**Assigned task:** Word for word, copy each record that comes after this.
Supplied data: Begin
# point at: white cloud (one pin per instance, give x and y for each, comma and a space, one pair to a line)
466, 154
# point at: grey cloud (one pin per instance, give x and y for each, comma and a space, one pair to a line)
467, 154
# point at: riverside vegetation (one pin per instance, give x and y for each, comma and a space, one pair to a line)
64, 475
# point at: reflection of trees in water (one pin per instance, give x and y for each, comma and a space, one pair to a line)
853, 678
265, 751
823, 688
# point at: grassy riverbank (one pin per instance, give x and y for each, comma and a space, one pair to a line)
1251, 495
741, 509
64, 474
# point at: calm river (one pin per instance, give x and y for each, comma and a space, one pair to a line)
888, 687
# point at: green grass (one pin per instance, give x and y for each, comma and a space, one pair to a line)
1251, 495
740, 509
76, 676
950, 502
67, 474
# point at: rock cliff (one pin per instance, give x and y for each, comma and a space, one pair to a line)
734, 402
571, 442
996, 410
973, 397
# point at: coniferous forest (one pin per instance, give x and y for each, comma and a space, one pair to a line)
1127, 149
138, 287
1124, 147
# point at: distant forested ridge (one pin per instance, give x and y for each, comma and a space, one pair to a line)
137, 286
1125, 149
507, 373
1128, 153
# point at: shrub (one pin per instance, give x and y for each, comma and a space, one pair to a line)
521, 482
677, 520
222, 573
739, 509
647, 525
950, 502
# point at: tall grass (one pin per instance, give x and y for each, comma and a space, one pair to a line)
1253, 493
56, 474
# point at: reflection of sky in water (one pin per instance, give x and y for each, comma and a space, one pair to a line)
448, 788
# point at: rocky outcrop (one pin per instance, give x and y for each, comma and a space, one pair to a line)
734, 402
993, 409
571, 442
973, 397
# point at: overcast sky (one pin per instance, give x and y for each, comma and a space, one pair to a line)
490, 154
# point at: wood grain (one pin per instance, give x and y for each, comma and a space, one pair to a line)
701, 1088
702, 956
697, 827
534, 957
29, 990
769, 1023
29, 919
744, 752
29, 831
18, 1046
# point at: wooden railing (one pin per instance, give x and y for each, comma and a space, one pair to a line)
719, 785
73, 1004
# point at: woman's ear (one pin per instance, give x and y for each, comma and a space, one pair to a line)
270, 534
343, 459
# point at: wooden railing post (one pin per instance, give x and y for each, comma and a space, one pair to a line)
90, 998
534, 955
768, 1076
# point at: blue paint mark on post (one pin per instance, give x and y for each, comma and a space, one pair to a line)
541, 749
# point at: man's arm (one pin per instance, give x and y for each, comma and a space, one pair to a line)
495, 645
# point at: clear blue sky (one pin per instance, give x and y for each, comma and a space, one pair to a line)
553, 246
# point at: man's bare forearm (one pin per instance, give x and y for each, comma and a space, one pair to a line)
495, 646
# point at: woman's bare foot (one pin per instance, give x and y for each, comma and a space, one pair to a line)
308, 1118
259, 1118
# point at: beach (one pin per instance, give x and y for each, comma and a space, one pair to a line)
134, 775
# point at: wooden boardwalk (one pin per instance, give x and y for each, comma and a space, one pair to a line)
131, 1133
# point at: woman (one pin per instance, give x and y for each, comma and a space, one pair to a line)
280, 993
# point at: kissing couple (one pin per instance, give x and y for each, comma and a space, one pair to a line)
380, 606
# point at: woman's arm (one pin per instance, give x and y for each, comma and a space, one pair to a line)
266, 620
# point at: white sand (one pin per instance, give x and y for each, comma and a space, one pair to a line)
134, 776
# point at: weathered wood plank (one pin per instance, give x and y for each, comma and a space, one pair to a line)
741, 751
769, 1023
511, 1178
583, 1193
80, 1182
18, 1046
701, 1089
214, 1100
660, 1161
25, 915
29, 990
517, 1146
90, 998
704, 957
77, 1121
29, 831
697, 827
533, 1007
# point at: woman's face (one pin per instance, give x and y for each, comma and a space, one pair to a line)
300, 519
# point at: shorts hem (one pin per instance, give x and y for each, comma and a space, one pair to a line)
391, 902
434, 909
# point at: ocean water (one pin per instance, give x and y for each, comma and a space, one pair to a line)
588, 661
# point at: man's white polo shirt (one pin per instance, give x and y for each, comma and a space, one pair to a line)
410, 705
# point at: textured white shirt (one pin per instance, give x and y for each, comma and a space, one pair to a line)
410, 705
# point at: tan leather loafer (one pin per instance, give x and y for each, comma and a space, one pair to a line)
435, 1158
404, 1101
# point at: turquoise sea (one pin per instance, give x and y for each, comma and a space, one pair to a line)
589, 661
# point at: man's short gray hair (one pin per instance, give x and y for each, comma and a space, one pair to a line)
Supplied data: End
**Solution to this task:**
# point at: white cloud (one pin per instance, give x and y for each, comma and a space, one pair to a line)
466, 154
# point at: grey cloud (one pin per instance, give x and y for each, comma and a space, one pair to a line)
467, 154
# point at: riverside vegetation (one pin per instance, give x and y for each, comma and a space, one pair to a line)
64, 475
# point at: reflection of trees in water (one pin per instance, give x and y for each, comma and a space, one pair to a line)
853, 678
265, 751
823, 688
# point at: grassy riverbank (one pin per instance, give x and y for each, comma and a space, one pair to a line)
1251, 495
741, 509
64, 474
# point at: calm river (one pin per instance, give x and y for each, comma and a space, one pair to a line)
888, 687
# point at: green grass (one pin per instance, give x and y for each, comma and a space, one pair to a line)
1251, 495
740, 509
76, 676
950, 502
67, 474
# point at: rock cliff (one pin per instance, give x and y for each, comma and a space, one pair to a line)
734, 402
571, 442
996, 410
973, 397
# point at: coniferous forest (one pin per instance, give x and y for each, comma and a space, one pair to a line)
1127, 149
138, 287
1124, 147
# point at: distant forested ridge (one pin per instance, give x and y for each, comma and a space, one pair to a line)
137, 286
1125, 149
507, 373
1128, 153
# point at: shrub (one pin per instance, give x and y for each, comma and a space, one pair to a line)
521, 482
677, 520
222, 573
739, 509
647, 525
950, 502
# point at: tall grass (one pin per instance, give x and y for each, comma and a space, one pair to a line)
1253, 493
56, 474
# point at: reflection of sky in water (one pin per instance, give x and y for each, comma and a space, one pair to a line)
448, 788
# point at: rocky outcrop (one pin per instance, give x and y for each, comma and a space, one pair to a line)
734, 402
993, 409
571, 442
973, 397
# point at: overcast sky (one pin per instance, give x and y for each, comma and a space, one pair to a line)
490, 154
# point at: wood grain (one pin per instance, give x and y for each, comma and a space, one pair to a line)
701, 1088
702, 956
697, 827
534, 957
29, 990
769, 1023
29, 919
744, 752
29, 831
18, 1046
# point at: wooden railing (one pin per instance, give x and y for each, comma and a space, one pair to a line)
719, 785
73, 1004
# point at: woman's ear (one pin per instance, give x and y for each, comma and a space, one pair to a line)
270, 534
343, 459
# point at: wooden railing post (one pin per instance, give x and y for each, comma and a space, one pair to a line)
90, 998
534, 955
768, 1076
# point at: blue paint mark on post (one pin per instance, give x and y for each, comma and a space, one pair to a line)
541, 749
# point at: man's arm (one pin per instance, give x and y for each, comma and a space, one pair to a line)
495, 645
# point at: clear blue sky (one pin per instance, give x and y for each, comma and a space, one pair to a line)
553, 246
# point at: man's bare forearm (one pin per instance, give x and y for each, comma and a space, one pair to a line)
495, 646
# point at: woman's bare foot (one pin per instance, give x and y for each, comma and a space, one pair to a line)
308, 1118
259, 1118
# point at: beach (one pin per instance, give x and y for each, comma and a space, one pair to a line)
134, 775
# point at: wooden boardwalk (one pin per instance, give x and y for each, comma and a space, one pair to a line)
131, 1133
# point at: woman (one pin per instance, give x and y for each, comma and a space, one pair to a line)
280, 993
# point at: kissing couple (one pin per instance, give x and y for each, comma and a space, one pair to a line)
380, 606
# point at: woman's arm (one pin per instance, give x and y for each, comma and a space, one pair to a line)
266, 620
# point at: white sand (one pin per instance, give x and y for each, comma and a space, one pair to a line)
134, 776
# point at: weathered wood plank (one pin per instance, give x and y for each, comma and a space, one pair to a line)
741, 751
769, 1023
511, 1178
583, 1193
80, 1182
18, 1046
701, 1089
214, 1100
660, 1161
25, 915
29, 990
517, 1146
90, 998
704, 957
77, 1121
29, 831
697, 827
533, 1007
# point at: woman's face (one pin per instance, give x and y for each, comma and a space, one pair to a line)
300, 519
# point at: shorts hem (one pin per instance, give x and y for each, comma and a space, one pair to a line)
391, 902
434, 909
# point at: ocean water (one pin per instance, give x and y for each, comma and a space, one pair to a line)
588, 661
# point at: man's white polo shirt (one pin per instance, give x and y for each, comma and a space, one pair to a line)
410, 705
# point at: textured white shirt (one pin per instance, give x and y for each, comma and a space, one pair to a line)
410, 705
# point at: tan leather loafer (one pin per instance, give x and y for each, comma and a space, one pair to a line)
435, 1158
404, 1101
# point at: turquoise sea (one pin per instance, give x and y for each, comma and a space, one pair to a line)
589, 661
# point at: man's short gray hair (one pin per instance, give x and y for each, comma and a space, one pair to a line)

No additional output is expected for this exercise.